## DOCUMENT TEXT
** start **
July 3, 2022

Article 7.3


To see and get to the future first, we sometimes have to connect seemingly unrelated news bits to gain insights, and then start betting resources to be opportunistically prepared. Although forecasting is a precarious art form, letís try an inferential thinking exercise with the following four news items:

ITEM #1: An article in the February 20th issue of Fortune magazine entitled "Purchasing's New Muscle." It has case stories on why and how big corporations can save "10-25%" on MRO purchases with centralized deals with sole (integrated) suppliers. Nothing new here. This type of publicity, however, might help to turn a trend into a stampede for which many MRO distributors, their consortia, and W.W. Grainger's Unified Services division have all been racing to accommodate.

ITEM #2: IBM's "electronic commerce" division announced (2-21-95) that it has developed an "Electronic Purchasing Service" which is being pilot tested with the "Big 6" firm, Coopers and Lybrand. The ordering is done electronically through IBM's "Global Network", and total procurement costs for some MRO items "can be reduced up to 60%." There are also "hooks" in IBM's software to allow for electronic funds transfer (EFT) and corporate purchasing card billing, if desired. Interesting?

ITEM #3: Fast growing Ryder Logistics has announced (1-30-95) that "OASIS" will be available to corporate desktops with Windows software by year-end. This will let any end-user track their ordered goods on a real-time basis if Ryder is handling the receiving and delivery process into the plant. Ryder's goals are to use infotech to replace inventory investment and stops between the producer's factory and the final consumption point. If Ryder wants to displace these traditional distributor activities, will OASIS give them much of an edge over traditional distributor methods? Don't UPS and FedEx already have this software offering for their customers?

ITEM #4: Since April 1994 national bank consortia have been forming to troll for big corporations that want to do EFT with their suppliers. This concept will eliminate paperwork as well as headcounts in both receivables and payroll departments for any two trading partners. Consensus opinion has been that EFT will be slow to take off because of EDI standards inertia, conversion costs and reluctance to give up trade credit float.


If a VP of purchasing at a big firm decided to "re-engineer MRO purchasing" would they confer with their information services (IS) department? And guess what? IBMís mainframes are sitting in about 80% of the big firms, and their "global network" is apt to be there too. The network currently is servicing 25,000 customer firms and supporting 7,000 local area networks and 5,500 interconnected networks.
** end **
## YOUR TASKS
(a) In the MRO purchasing article, which firm is pilot testing IBM's Electronic Purchasing Service?
(b) From the MRO purchasing article, quote the passage that opens with the words containing "To see and get" and closes with "racing to accommodate.".
The records that come next are separate from the MRO purchasing article above.

## RECORDED DATA
** start **
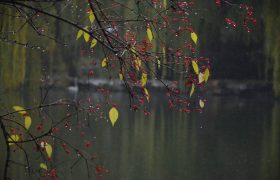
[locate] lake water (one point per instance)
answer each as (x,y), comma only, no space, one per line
(235,138)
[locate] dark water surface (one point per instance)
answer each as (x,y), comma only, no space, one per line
(234,138)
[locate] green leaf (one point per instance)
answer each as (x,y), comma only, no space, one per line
(43,166)
(201,103)
(206,74)
(164,4)
(194,37)
(121,76)
(200,78)
(144,79)
(195,67)
(86,36)
(192,90)
(20,110)
(113,115)
(104,63)
(147,94)
(79,34)
(13,138)
(91,17)
(150,34)
(93,43)
(27,122)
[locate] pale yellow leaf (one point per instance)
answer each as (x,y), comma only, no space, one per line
(13,138)
(206,75)
(93,43)
(194,37)
(91,17)
(79,34)
(150,34)
(200,77)
(43,166)
(195,67)
(192,90)
(113,115)
(27,122)
(144,79)
(104,63)
(147,94)
(201,103)
(20,110)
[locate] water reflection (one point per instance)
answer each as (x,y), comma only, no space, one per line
(235,138)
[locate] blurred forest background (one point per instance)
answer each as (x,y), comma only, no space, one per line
(235,54)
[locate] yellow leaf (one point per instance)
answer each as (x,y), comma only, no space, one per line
(91,17)
(137,64)
(86,36)
(93,43)
(150,34)
(200,78)
(206,75)
(13,138)
(201,103)
(104,62)
(79,34)
(43,166)
(113,115)
(147,94)
(48,148)
(27,122)
(195,67)
(194,37)
(192,90)
(144,79)
(20,110)
(121,76)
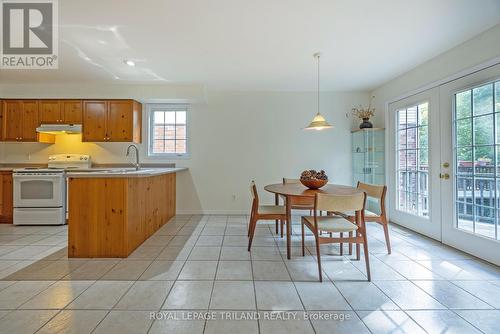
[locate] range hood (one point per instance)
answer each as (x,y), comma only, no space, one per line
(56,129)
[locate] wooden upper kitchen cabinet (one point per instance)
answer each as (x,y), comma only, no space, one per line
(71,111)
(60,112)
(19,120)
(111,121)
(94,121)
(50,111)
(30,120)
(6,197)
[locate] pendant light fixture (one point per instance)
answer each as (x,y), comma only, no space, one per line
(318,122)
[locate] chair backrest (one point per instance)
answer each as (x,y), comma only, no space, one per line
(372,190)
(340,203)
(375,191)
(255,195)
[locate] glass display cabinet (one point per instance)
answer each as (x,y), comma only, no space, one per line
(368,156)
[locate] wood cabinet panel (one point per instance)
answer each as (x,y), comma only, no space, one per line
(120,121)
(30,120)
(12,120)
(111,217)
(94,121)
(72,111)
(50,111)
(6,197)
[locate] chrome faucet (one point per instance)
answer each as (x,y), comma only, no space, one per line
(137,165)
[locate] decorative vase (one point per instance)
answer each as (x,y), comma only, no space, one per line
(366,124)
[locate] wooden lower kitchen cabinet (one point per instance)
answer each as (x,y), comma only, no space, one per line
(6,197)
(110,217)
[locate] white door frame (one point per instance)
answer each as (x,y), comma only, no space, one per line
(429,226)
(479,246)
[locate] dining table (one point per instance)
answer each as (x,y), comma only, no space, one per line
(297,192)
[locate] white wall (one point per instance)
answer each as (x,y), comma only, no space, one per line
(469,54)
(234,137)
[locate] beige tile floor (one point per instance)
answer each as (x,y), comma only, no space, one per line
(199,264)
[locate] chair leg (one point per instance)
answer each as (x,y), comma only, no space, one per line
(367,260)
(318,256)
(303,236)
(350,244)
(357,248)
(253,223)
(386,232)
(341,244)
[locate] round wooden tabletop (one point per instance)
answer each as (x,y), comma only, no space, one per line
(299,190)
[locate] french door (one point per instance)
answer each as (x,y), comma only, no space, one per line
(471,143)
(444,166)
(413,180)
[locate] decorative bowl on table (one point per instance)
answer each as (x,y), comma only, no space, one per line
(313,179)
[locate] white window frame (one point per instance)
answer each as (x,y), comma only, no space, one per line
(151,108)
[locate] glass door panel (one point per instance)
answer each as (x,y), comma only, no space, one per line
(414,188)
(470,142)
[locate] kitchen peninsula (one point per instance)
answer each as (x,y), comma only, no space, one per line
(112,212)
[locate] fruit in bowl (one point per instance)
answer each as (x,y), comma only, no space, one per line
(313,179)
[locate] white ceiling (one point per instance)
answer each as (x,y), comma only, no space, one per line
(256,44)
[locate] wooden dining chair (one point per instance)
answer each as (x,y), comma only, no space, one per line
(298,203)
(338,224)
(376,192)
(263,212)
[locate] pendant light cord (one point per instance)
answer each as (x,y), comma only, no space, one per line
(317,56)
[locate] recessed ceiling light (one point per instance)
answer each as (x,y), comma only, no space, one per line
(129,62)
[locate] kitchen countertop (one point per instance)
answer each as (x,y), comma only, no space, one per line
(123,172)
(9,167)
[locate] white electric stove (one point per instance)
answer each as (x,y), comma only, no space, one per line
(40,193)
** end **
## PER-TASK OUTPUTS
(a) Coopers and Lybrand, a "Big 6" firm.

(b)
To see and get to the future first, we sometimes have to connect seemingly unrelated news bits to gain insights, and then start betting resources to be opportunistically prepared. Although forecasting is a precarious art form, letís try an inferential thinking exercise with the following four news items:

ITEM #1: An article in the February 20th issue of Fortune magazine entitled "Purchasing's New Muscle." It has case stories on why and how big corporations can save "10-25%" on MRO purchases with centralized deals with sole (integrated) suppliers. Nothing new here. This type of publicity, however, might help to turn a trend into a stampede for which many MRO distributors, their consortia, and W.W. Grainger's Unified Services division have all been racing to accommodate.